>> Begin

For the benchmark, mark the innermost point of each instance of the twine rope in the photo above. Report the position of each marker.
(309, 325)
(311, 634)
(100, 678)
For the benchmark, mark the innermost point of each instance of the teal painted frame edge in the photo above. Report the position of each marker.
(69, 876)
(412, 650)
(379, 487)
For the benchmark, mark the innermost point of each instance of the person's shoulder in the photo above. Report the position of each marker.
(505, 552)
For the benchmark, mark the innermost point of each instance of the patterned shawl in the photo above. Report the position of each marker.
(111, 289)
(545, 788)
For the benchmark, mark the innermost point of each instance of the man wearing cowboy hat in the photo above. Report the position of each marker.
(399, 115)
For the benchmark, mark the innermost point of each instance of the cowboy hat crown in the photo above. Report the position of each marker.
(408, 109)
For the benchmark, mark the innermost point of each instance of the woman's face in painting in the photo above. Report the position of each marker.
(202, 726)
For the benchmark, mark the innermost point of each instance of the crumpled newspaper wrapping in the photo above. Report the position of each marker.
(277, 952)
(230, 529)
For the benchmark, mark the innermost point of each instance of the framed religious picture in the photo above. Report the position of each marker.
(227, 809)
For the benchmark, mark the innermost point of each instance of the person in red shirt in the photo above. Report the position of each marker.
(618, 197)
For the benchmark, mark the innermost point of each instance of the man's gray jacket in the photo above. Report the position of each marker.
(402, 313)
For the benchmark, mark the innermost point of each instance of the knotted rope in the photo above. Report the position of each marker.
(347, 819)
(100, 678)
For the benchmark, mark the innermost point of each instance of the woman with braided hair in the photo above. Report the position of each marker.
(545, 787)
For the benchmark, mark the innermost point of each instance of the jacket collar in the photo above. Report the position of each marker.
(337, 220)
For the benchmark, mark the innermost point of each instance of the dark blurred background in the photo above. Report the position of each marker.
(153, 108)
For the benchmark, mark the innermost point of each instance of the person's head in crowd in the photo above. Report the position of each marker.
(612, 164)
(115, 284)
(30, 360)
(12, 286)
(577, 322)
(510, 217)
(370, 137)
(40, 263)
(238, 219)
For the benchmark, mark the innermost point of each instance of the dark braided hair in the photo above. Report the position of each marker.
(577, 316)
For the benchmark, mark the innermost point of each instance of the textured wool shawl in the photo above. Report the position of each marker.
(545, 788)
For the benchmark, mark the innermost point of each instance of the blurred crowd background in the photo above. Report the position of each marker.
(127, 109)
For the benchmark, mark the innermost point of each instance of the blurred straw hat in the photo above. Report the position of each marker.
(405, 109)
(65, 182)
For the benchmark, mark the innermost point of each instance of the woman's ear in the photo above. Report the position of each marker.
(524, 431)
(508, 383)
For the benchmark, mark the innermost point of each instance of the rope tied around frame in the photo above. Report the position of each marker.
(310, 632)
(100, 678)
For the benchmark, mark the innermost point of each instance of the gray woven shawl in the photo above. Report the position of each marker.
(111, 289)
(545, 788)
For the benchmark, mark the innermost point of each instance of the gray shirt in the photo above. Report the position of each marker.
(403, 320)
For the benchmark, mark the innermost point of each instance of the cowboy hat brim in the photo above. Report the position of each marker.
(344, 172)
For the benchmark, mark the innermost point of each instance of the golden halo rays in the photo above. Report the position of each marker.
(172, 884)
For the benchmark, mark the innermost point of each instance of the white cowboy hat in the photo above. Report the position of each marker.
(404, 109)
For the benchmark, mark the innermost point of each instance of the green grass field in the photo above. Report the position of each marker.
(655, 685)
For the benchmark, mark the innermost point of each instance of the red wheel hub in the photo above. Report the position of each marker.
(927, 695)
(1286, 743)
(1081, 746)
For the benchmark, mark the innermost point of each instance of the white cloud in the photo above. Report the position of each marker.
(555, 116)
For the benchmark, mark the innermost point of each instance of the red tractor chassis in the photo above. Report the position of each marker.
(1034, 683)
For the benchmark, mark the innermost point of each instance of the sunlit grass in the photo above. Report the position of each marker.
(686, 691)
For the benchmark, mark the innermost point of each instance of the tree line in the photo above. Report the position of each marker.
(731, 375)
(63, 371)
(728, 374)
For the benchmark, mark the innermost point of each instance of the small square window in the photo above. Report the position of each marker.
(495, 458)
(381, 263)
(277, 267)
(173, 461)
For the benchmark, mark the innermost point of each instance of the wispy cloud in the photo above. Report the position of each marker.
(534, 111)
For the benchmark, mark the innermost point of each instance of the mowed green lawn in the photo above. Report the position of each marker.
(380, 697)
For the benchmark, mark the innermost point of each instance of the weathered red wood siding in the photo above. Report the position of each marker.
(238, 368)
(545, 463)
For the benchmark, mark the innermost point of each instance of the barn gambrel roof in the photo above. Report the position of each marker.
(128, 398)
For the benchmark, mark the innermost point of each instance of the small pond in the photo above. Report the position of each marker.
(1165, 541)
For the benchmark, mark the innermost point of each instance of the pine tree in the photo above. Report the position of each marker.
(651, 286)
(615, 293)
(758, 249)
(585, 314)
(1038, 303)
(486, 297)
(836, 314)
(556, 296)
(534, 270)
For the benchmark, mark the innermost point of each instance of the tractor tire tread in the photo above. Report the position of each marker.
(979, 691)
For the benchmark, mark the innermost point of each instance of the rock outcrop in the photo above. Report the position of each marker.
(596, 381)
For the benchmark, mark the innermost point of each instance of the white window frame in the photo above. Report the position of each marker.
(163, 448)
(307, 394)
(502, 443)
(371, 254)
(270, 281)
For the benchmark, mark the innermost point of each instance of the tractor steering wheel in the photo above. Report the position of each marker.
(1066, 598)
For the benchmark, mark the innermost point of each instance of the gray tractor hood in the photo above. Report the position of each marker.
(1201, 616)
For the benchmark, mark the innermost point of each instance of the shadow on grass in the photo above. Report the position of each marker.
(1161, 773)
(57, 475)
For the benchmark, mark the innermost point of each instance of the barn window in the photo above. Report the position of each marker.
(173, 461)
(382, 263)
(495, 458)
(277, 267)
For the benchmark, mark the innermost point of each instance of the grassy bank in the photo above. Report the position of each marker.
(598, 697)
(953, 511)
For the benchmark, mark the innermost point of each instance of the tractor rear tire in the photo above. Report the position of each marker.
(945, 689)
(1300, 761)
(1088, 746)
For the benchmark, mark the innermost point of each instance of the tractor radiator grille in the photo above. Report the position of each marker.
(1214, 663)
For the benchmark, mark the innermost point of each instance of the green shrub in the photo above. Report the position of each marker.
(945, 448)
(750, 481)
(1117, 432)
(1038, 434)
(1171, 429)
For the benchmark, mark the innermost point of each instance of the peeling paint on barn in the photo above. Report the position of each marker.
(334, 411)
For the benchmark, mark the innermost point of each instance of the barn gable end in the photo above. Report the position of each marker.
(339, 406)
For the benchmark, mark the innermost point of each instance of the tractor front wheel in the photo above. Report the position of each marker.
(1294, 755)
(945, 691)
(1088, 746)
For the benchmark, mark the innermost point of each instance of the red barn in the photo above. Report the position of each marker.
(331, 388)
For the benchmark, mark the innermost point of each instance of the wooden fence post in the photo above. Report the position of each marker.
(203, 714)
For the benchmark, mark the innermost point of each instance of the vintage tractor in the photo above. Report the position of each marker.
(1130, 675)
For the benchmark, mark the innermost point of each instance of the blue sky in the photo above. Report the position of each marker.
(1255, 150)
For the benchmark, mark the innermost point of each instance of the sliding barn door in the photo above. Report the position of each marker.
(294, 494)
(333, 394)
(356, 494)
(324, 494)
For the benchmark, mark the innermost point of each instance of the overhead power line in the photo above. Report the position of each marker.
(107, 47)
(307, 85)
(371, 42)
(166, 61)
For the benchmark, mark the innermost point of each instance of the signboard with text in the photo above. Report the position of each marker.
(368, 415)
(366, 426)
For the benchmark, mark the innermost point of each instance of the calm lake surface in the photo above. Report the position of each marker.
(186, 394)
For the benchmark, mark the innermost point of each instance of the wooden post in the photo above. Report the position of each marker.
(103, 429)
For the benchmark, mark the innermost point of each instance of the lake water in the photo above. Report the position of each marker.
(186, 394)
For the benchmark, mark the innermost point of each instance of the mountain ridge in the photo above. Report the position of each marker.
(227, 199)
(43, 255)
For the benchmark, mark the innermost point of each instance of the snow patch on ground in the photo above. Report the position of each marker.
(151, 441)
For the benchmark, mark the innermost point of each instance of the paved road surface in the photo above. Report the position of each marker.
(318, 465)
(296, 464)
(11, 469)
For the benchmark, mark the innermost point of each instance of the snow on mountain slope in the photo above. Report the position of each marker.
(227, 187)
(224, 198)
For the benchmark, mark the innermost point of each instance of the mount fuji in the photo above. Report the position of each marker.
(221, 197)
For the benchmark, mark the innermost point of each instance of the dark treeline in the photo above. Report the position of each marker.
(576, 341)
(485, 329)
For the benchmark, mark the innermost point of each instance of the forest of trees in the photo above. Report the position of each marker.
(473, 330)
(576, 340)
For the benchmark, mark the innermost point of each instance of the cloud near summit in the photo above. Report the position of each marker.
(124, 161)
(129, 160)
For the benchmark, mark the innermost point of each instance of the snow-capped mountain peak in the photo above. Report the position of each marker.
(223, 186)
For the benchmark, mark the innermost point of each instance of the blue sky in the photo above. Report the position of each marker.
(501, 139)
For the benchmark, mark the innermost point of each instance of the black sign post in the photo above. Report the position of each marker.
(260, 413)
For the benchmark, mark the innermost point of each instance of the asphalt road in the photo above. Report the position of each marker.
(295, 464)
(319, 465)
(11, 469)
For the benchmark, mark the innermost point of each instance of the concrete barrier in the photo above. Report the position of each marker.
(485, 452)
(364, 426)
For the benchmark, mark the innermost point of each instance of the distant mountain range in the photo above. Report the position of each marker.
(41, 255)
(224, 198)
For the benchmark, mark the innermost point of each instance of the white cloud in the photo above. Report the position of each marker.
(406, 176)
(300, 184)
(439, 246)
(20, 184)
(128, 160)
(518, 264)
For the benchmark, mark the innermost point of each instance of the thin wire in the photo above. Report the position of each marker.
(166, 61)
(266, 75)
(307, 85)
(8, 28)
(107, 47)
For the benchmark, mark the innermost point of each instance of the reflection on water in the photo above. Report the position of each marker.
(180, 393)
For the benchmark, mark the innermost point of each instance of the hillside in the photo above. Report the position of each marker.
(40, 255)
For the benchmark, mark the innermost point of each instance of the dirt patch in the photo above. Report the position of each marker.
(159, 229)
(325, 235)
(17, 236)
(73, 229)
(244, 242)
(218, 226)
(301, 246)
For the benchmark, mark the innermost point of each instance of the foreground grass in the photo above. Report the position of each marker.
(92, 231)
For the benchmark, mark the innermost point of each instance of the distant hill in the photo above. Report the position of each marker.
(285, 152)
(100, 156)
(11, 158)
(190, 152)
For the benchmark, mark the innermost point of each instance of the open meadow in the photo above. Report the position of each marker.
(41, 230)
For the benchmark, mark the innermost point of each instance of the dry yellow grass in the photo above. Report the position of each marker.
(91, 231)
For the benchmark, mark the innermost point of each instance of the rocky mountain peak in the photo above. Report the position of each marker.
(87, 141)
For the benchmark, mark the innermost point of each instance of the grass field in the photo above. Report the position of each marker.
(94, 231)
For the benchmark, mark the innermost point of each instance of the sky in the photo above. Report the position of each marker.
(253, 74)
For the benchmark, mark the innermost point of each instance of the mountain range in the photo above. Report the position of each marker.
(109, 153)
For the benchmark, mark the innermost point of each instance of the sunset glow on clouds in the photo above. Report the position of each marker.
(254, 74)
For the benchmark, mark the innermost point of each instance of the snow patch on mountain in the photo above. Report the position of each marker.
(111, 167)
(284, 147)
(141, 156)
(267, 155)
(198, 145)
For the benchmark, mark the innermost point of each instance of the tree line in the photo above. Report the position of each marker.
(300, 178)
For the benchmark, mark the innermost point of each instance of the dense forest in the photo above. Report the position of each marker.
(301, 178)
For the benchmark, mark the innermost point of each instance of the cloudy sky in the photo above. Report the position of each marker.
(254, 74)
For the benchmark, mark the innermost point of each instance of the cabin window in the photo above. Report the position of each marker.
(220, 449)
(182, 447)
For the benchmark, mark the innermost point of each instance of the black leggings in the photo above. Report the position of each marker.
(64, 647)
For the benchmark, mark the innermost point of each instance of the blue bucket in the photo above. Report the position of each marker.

>> End

- **AIM**:
Please copy the data out word for word, beginning with the line that contains "the grass field" and continuing through the final line of the data.

- **ANSWER TO THE TASK**:
For the benchmark, mark the innermost point of each instance of the grass field in the photo above. Report the position of each marker.
(94, 231)
For the benchmark, mark the innermost point of each instance of the sky in the photo above. Report the position of each marker.
(253, 74)
For the benchmark, mark the innermost point of each instance of the mountain range in the photo above. Report the position of each marker.
(109, 153)
For the benchmark, mark the innermost point of each instance of the sunset glow on clouds in the photo above. Report the position of each marker.
(254, 74)
For the benchmark, mark the innermost point of each instance of the snow patch on mountain in the photo above. Report the position of each marker.
(111, 167)
(284, 147)
(141, 156)
(267, 155)
(198, 145)
For the benchmark, mark the innermost point of each instance of the tree line in the photo above. Report the position of each marker.
(300, 178)
For the benchmark, mark the innermost point of each instance of the dense forest in the photo above. Report the position of each marker.
(301, 178)
For the benchmark, mark the innermost point of each instance of the cloudy sky in the photo above. Report the position of each marker.
(254, 74)
For the benchmark, mark the innermost point of each instance of the cabin window in the photo above. Report the position of each marker.
(220, 449)
(182, 447)
For the benchmark, mark the innermost point of each instance of the black leggings in the photo above. Report the position of each marker.
(64, 647)
For the benchmark, mark the innermost point of each instance of the blue bucket in the photo above. Report the position of each marker.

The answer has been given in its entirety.